*** Block opens ***

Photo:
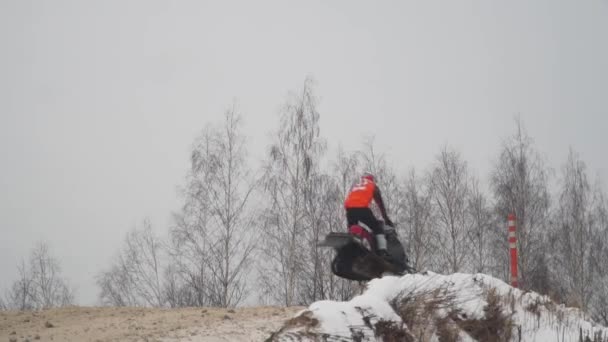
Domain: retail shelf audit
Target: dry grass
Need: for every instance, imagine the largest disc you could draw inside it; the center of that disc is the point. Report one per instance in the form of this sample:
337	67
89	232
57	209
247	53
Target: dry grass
425	317
495	326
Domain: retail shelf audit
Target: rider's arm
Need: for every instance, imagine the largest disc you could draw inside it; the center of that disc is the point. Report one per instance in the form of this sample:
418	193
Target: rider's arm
380	202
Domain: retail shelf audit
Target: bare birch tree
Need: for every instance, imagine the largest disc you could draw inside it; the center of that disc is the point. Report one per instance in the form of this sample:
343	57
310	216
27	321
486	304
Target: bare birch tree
134	278
417	221
450	180
21	295
50	289
292	160
598	305
481	225
40	284
231	236
576	233
212	242
323	211
375	162
519	184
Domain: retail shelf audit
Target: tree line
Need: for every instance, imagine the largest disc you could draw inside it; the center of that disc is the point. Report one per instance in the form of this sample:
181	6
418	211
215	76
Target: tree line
246	232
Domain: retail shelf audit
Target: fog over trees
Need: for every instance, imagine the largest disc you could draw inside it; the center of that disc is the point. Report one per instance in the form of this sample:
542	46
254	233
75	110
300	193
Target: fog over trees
248	234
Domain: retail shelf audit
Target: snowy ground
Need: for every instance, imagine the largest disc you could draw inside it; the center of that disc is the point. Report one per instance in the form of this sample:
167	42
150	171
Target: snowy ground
138	324
433	307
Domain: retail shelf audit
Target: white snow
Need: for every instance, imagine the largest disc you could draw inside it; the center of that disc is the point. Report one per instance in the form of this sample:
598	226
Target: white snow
534	317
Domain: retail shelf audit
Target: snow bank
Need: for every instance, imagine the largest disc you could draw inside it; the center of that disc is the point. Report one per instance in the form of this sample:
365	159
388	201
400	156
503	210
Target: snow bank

*** Block closes ***

:: WHAT TO DO ::
Each record should be written out again exactly, though without its pictures.

:: YOUR SOLUTION ::
Photo:
Domain: retail shelf audit
Target: dry grass
Need: for every instance, imagine the largest disc you could draw inside it; the center of that disc is the point. Report one per instance in the form of this sample:
337	67
89	232
57	209
247	53
Target: dry grass
425	317
495	326
Domain: retail shelf audit
Target: rider's arm
Need: for every instance, imagine the largest disc you could draw inside it; the center of that disc is the point. Report one per instance in the form of this sample:
418	193
Target: rider's arm
380	202
Domain: retail shelf audit
Target: bare birch tree
Need: for every instance, imagine the largest disc you could draw inside it; the center of that disc is the point. Report one per instance in the form of this sample:
343	57
310	216
27	321
486	304
Target: bare birch tree
134	278
417	221
450	180
21	295
50	289
292	160
598	305
481	225
40	284
231	236
576	233
212	242
323	211
375	162
519	184
Domain: retail shelf audit
Target: tree line
Need: for every instance, imagine the largest disc you could draw inside it; the center of that disc is the point. Report one per instance in the form of this sample:
181	6
418	211
215	76
Target: tree line
246	232
Domain: retail shelf audit
Target: fog over trees
Need: for every instance, imagine the largest disc you could draw inside it; the center of that disc is the point. Report one per instance in the form of this sample:
542	46
254	233
75	110
300	193
Target: fog over trees
248	234
Domain: retail shelf audit
Target: snowy ground
Need: for every instance, imagine the largest disc you could draw inside it; the center of that disc is the point. Report one per instance in the form of this sample:
167	42
150	171
Target: snowy ground
138	324
433	307
Domain: retail shelf audit
Target: white snow
Need: for every instance, imagine the largest disc you could draw inside it; the center of that disc is the point. Report one per instance in the form of this sample:
598	226
Target: white snow
534	317
Domain: retail shelf audit
Target: snow bank
Need: for every instance, imagine the largest disc you could draw inside it; the center of that disc is the point. Report one per instance in the form of this sample:
365	159
388	201
400	156
503	210
Target: snow bank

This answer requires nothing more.